[Text block start]

Passing my eye over them, an old dark quarto attracted my attention. It
must be a Bible, I said to myself, perhaps a rare one,--the "Breeches"
Bible or some other interesting specimen. I took it from the shelves,
and, as I did so, an old slip of paper fell out and fluttered to the
floor. On lifting it I read these words:

The name is Grenville Tudor.

What was the meaning of this slip of paper coming to light at this time,
after reposing undisturbed so long? There was only one way of explaining
its presence in my father's old Bible;--a copy of the Scriptures which I
did not remember ever having handled or looked into before. In
christening a child the minister is liable to forget the name, just at
the moment when he ought to remember it. My father preached occasionally
at the Brattle Street Church. I take this for granted, for I remember
going with him on one occasion when he did so. Nothing was more likely
than that he should be asked to officiate at the baptism of the younger
son of his wife's first cousin, Judge Phillips. This slip was handed him
to remind him of the name: He brought it home, put it in that old Bible,
and there it lay quietly for nearly half a century, when, as if it had
just heard of Mr. Phillips's decease, it flew from its hiding-place and
startled the eyes of those who had just read his name in the daily column
of deaths. It would be hard to find anything more than a mere
coincidence here; but it seems curious enough to be worth telling.

[Text block end]

■ What you have to do:
Please answer these questions from the slip-of-paper text:
(a) What name is written on the slip?
(b) At which church did the father preach occasionally?
(c) For about how long did the slip lie in the Bible?
The lines after the slip-of-paper text come from a separate source.

[Dataset content start]

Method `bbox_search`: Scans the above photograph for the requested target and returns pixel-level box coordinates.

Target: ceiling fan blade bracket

[Dataset content end]

■ Result of this task:
(a) Grenville Tudor
(b) The Brattle Street Church
(c) Nearly half a century